== What this task involves ==
Update the passage on online pseudonyms so that "cowardice" becomes "cruelty". Repeat it starting at the words "There are two" and ending after "for mischievous purposes.".

Should you choose to remain anonymous online by posting as a pseudonym or alter ego, you are still subject to the same laws and you are probably more identifiable than you might think. There have been many cases where Internet Service Providers (ISP’s) and social media platforms such as Facebook and Twitter have been ordered to reveal the identities of anonymous users.
There are two types of pseudonyms, noms de plume (‘pen names’) and nom de guerre (‘name of war’). The first allows you to take on a different persona, as many great authors have done in the past, whereas the later is used as a cover for your attacks upon others and is a form of cowardice. Using the veil of anonymity to engage in character assassination or vent bile at the expense of others is reprehensible and something that courts in most countries will not tolerate. In addition to this, by setting up fake profiles you are automatically in breach of the terms of service with social media platforms such as Facebook and most countries have laws forbidding setting up fake social media accounts or websites for mischievous purposes.
The best advice offered here is don’t publish anything under a pseudonym that you would not be prepared to take responsibility for if you were exposed at a later stage. Another thing to consider is that using your own name can sometimes afford you some legal protection as part of a defamation defence, as under your real name you can argue that you were just expressing an opinion. However it might be harder to prove the opinion of your online persona was one your honestly held in real life.
Often people may be more liberal in the type of content they share when posting within the perceived privacy of an online group, such as a “Secret” Facebook group. This is all well and good, but what if that content is later shared? Re-posting that content in a public forum might be classified as a breach of confidence or the disclosure of embarrassing facts and could result in civil action. Sharing content sourced from a private or restricted access group requires use of your moral compass and ethical judgement. If your compass is in tact, then you would never disclose embarrassing private facts about another that have been sourced in confidence.
On the flip side, never share any content online that you would not be prepared to say to someones face or would be unhappy seeing plastered across the evening news with your name attached to it. In other words, if you want something to remain private, then best to keep it that way and never post it online regardless of how strict you perceive the privacy settings to be.

== Dataset excerpt ==
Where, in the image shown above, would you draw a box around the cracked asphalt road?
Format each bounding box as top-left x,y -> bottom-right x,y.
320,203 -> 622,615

== Result of this exercise ==
There are two types of pseudonyms, noms de plume (‘pen names’) and nom de guerre (‘name of war’). The first allows you to take on a different persona, as many great authors have done in the past, whereas the later is used as a cover for your attacks upon others and is a form of cruelty. Using the veil of anonymity to engage in character assassination or vent bile at the expense of others is reprehensible and something that courts in most countries will not tolerate. In addition to this, by setting up fake profiles you are automatically in breach of the terms of service with social media platforms such as Facebook and most countries have laws forbidding setting up fake social media accounts or websites for mischievous purposes.